● **Task objective**: Arrange the data as a Markdown table with the columns "No." and "Text", numbering each line and leaving out blank lines. Begin at the line that contains "Expected: one point per instance of the blue" and continue through the end of the data.

● **Records for this task**:
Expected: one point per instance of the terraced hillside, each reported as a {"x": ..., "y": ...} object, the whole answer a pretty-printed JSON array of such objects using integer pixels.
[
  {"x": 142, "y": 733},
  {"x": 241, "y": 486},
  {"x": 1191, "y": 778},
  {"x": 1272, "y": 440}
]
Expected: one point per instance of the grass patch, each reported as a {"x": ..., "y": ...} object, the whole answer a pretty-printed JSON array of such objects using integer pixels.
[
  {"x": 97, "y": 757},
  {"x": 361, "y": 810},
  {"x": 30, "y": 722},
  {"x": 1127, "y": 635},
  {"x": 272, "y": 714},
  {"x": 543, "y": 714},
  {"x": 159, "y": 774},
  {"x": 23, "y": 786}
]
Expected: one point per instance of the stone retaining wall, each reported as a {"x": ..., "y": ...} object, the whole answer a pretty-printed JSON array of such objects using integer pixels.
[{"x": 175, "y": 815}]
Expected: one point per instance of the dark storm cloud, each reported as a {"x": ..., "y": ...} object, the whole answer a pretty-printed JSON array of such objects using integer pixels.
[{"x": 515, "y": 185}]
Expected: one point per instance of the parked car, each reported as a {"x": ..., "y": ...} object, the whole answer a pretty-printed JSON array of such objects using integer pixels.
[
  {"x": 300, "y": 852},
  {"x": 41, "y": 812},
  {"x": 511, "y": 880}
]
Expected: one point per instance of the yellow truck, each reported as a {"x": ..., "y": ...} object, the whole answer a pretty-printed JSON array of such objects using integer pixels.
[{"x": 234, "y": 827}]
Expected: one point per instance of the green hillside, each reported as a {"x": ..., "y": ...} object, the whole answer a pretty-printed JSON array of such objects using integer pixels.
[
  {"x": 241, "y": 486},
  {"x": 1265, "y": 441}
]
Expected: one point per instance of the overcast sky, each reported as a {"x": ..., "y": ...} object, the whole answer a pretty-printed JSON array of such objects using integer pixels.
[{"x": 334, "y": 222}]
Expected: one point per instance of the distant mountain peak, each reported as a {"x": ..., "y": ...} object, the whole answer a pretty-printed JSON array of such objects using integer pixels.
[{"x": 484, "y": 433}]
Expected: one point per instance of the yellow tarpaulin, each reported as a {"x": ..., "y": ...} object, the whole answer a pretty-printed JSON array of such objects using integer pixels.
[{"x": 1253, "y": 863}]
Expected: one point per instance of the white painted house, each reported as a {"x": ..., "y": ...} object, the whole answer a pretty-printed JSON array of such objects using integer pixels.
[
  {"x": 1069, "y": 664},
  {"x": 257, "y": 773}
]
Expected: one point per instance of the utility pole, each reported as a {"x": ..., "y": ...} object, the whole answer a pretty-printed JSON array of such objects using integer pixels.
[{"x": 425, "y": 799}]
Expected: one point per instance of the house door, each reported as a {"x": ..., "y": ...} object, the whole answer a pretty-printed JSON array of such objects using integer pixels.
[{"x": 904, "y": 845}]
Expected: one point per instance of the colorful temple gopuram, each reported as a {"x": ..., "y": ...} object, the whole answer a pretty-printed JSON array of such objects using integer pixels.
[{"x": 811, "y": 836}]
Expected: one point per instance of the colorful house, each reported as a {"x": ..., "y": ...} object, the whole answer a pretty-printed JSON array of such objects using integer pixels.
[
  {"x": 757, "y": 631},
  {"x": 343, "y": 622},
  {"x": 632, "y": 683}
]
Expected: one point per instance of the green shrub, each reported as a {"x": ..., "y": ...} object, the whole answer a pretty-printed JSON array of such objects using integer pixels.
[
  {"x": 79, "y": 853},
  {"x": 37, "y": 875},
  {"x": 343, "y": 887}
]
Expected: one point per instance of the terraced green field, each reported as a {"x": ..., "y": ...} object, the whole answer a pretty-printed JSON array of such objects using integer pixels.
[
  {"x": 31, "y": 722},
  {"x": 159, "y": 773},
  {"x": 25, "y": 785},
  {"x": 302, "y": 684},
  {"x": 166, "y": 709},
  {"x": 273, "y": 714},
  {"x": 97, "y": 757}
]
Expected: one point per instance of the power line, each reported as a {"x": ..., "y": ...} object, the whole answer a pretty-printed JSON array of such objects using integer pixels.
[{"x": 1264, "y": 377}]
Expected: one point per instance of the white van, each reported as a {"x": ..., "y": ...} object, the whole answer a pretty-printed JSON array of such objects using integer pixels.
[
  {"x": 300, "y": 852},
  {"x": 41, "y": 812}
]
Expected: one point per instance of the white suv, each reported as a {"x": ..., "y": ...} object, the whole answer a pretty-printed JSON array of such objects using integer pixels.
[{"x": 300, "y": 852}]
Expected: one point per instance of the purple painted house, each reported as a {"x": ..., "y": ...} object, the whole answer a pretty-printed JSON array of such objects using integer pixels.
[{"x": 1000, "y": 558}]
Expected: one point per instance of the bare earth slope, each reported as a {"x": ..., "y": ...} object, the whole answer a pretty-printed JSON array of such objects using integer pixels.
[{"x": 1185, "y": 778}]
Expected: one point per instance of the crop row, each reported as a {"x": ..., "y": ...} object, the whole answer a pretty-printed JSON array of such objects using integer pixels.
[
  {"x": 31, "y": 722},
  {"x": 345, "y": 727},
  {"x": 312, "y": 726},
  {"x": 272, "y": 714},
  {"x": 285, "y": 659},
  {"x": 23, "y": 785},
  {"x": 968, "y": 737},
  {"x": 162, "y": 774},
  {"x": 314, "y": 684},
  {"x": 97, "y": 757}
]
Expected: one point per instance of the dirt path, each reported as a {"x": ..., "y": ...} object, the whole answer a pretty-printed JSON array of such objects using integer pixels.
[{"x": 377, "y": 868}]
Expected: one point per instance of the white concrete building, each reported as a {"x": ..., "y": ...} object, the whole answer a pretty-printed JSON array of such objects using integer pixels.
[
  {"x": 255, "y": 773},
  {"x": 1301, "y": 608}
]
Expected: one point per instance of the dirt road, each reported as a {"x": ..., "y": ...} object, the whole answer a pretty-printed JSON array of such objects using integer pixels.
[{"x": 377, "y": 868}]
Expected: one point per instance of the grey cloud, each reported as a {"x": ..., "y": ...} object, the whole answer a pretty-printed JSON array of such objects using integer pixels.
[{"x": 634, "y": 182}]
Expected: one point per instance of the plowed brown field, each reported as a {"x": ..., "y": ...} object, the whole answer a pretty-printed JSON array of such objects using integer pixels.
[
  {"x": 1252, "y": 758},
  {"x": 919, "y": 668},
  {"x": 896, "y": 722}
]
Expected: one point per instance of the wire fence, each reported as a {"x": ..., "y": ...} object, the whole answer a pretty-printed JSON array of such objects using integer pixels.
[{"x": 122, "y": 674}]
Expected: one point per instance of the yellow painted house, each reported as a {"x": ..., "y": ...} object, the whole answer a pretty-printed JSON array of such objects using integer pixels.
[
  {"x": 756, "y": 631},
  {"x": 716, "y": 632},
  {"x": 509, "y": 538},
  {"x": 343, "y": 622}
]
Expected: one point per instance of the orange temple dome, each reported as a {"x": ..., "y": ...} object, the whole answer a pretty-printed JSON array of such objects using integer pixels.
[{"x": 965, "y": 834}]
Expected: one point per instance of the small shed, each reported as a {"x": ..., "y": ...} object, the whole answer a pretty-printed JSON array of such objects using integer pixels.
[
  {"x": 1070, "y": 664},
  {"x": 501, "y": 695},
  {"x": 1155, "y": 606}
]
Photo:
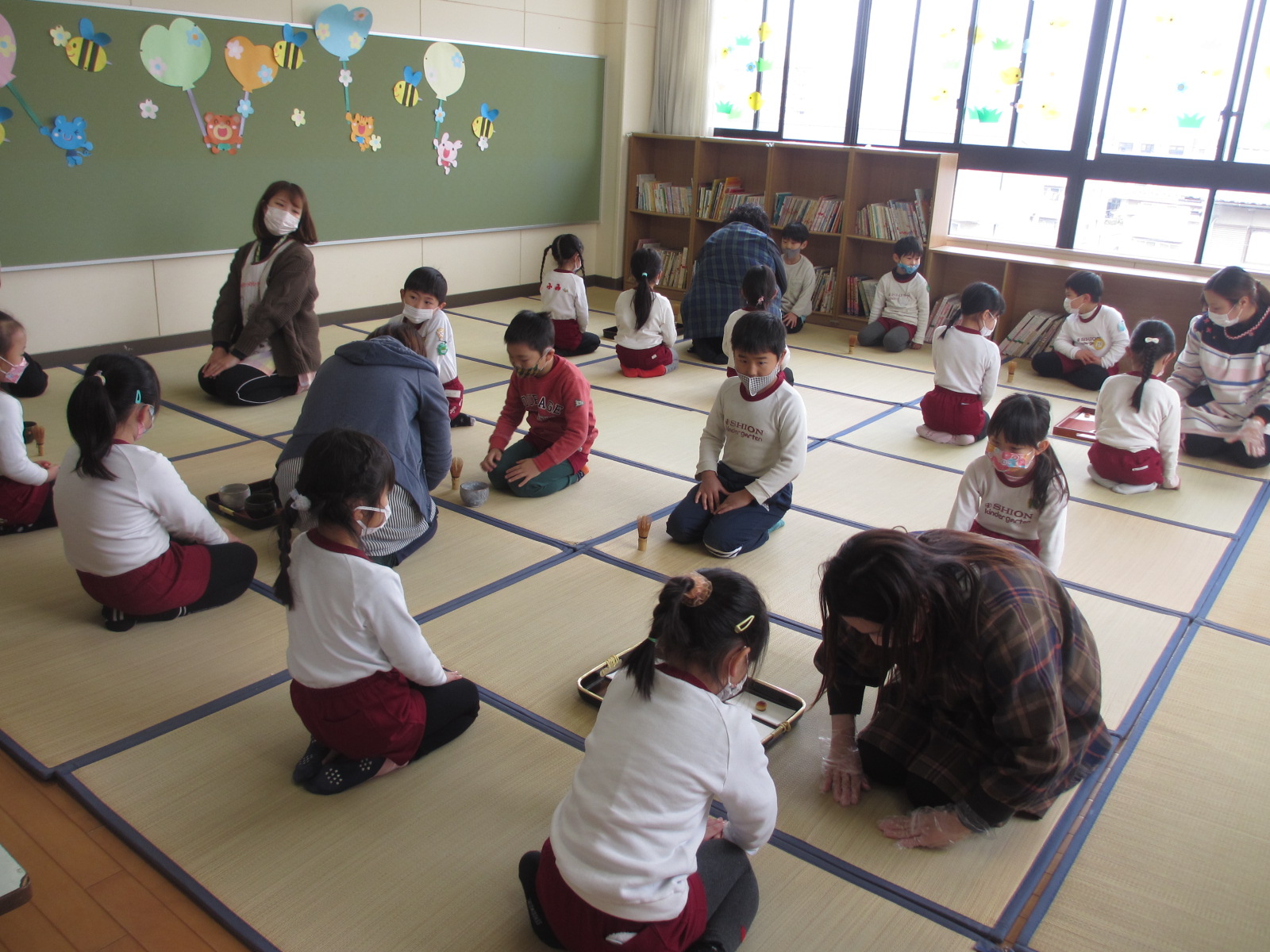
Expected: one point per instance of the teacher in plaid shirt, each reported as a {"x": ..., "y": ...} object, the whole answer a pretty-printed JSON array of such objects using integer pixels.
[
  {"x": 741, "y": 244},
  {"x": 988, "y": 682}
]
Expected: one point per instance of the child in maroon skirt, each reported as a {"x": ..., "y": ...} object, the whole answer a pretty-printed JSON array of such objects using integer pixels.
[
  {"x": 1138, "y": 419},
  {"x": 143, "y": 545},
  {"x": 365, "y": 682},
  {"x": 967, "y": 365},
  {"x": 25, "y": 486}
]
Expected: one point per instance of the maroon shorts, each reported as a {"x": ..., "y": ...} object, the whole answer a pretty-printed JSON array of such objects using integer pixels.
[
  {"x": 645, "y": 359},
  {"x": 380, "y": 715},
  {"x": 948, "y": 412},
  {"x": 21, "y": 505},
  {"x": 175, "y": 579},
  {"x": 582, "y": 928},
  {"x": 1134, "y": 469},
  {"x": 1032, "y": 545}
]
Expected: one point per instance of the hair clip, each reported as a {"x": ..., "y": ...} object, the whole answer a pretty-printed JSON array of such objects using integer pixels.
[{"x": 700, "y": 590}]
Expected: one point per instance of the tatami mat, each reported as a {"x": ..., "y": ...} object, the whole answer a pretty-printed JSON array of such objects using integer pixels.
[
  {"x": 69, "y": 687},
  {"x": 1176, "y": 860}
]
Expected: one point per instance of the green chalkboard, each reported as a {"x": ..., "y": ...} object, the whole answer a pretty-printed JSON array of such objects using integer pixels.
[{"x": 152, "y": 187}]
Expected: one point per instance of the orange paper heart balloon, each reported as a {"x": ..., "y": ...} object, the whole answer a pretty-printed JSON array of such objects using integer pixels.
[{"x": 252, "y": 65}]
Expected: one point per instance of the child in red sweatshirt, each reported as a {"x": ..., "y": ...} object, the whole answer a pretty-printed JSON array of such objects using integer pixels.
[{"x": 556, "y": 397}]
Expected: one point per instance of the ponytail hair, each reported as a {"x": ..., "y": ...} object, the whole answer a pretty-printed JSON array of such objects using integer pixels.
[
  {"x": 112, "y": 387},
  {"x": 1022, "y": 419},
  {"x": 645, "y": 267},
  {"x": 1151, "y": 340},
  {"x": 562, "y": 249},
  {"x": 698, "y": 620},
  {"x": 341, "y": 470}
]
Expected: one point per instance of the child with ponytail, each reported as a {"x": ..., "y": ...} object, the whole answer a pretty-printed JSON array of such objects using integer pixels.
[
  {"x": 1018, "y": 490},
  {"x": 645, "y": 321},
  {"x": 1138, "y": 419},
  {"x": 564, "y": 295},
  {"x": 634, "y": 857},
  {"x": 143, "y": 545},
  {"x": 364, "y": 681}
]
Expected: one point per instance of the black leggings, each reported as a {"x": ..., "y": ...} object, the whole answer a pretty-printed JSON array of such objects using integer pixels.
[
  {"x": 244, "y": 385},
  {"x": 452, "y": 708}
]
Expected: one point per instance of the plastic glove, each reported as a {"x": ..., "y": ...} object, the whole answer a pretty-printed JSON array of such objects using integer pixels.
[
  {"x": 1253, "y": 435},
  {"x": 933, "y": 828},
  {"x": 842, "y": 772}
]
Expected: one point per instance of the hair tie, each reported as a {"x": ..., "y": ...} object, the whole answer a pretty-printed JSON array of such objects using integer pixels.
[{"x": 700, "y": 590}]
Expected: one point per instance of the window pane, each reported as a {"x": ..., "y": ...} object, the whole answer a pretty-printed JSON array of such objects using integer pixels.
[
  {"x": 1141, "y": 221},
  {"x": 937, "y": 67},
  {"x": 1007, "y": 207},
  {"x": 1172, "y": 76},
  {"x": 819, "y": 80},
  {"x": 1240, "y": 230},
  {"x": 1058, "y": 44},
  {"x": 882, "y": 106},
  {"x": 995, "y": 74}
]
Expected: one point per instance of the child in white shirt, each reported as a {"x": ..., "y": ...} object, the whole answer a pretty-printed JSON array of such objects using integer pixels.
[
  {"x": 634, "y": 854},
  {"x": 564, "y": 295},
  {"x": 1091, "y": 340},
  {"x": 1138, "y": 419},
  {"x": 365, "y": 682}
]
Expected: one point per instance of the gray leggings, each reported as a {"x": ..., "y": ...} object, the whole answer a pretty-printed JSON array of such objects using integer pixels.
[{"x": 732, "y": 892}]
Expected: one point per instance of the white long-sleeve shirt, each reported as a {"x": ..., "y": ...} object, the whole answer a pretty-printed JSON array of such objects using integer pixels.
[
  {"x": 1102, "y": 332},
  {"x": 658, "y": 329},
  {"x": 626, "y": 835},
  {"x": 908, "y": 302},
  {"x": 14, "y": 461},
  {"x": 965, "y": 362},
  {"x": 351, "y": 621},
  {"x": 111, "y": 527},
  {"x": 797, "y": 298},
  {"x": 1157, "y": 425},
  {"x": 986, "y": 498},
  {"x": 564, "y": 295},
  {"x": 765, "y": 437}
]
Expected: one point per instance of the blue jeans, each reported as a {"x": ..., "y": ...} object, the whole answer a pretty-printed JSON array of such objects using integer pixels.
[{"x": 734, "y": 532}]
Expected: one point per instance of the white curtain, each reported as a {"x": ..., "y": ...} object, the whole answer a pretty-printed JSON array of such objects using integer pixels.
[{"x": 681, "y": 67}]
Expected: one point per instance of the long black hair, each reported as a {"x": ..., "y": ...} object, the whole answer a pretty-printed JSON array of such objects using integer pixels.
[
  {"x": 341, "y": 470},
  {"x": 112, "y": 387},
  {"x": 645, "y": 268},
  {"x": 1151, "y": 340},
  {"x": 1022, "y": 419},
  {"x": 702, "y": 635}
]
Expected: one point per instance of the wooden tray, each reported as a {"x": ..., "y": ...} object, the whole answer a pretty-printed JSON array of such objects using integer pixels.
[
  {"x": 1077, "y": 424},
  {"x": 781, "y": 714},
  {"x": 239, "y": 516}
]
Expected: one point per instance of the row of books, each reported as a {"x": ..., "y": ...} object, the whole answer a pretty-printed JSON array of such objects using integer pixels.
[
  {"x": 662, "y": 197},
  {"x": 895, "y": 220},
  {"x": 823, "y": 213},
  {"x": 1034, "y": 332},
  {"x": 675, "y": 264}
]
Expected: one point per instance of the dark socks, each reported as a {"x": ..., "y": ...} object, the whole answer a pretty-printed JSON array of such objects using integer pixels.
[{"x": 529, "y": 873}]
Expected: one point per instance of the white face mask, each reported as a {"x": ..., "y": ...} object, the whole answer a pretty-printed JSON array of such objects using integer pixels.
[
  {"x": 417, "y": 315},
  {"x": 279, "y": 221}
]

● **Answer to the task**:
| No. | Text |
|---|---|
| 1 | Expected: one point per instance of the blue jeans, each reported as a {"x": ..., "y": ...} object, the whole answer a pretty-printed JSON array of such objects using integer pixels. |
| 2 | [{"x": 734, "y": 532}] |
| 3 | Expected: one point per instance of the white curtain, each reported as a {"x": ..., "y": ...} object, the whole answer a pretty-printed JSON array of such objects using integer pixels. |
| 4 | [{"x": 681, "y": 67}] |
| 5 | Expected: one point per instance of the long black hair, each reported as a {"x": ..., "y": ...} object, the whole answer a pretty-printed JSON array of such objects using integer pixels. |
| 6 | [ |
| 7 |   {"x": 341, "y": 470}, |
| 8 |   {"x": 112, "y": 387}, |
| 9 |   {"x": 645, "y": 268}, |
| 10 |   {"x": 1151, "y": 340}, |
| 11 |   {"x": 1022, "y": 419}, |
| 12 |   {"x": 702, "y": 635} |
| 13 | ] |
| 14 | Expected: one point per instance of the wooden tray, each reported as a {"x": ..., "y": ...} object, the whole answer a pretty-printed JSON array of such objects using integer pixels. |
| 15 | [ |
| 16 |   {"x": 1077, "y": 424}, |
| 17 |   {"x": 781, "y": 714}, |
| 18 |   {"x": 239, "y": 516} |
| 19 | ] |
| 20 | Expected: one point per instance of the row of books, each reported as a {"x": ..., "y": ...} object, the whole answer a pretty-printed JSON array of such objects using integer pixels. |
| 21 | [ |
| 22 |   {"x": 662, "y": 197}, |
| 23 |   {"x": 895, "y": 220}, |
| 24 |   {"x": 823, "y": 213}, |
| 25 |   {"x": 1034, "y": 332}, |
| 26 |   {"x": 675, "y": 264} |
| 27 | ] |
| 28 | Expected: one point per instance of the dark socks, each reported as a {"x": ..., "y": ...} object, the whole answer a pretty-printed JSON array of such objects using integer pixels. |
| 29 | [{"x": 529, "y": 873}] |
| 30 | Expected: one point per instance of the white face mask, each reported as a {"x": ..., "y": ...} object, the whole answer a pretty-printed JSON array of such objects using integer pixels. |
| 31 | [ |
| 32 |   {"x": 417, "y": 315}, |
| 33 |   {"x": 279, "y": 221} |
| 34 | ] |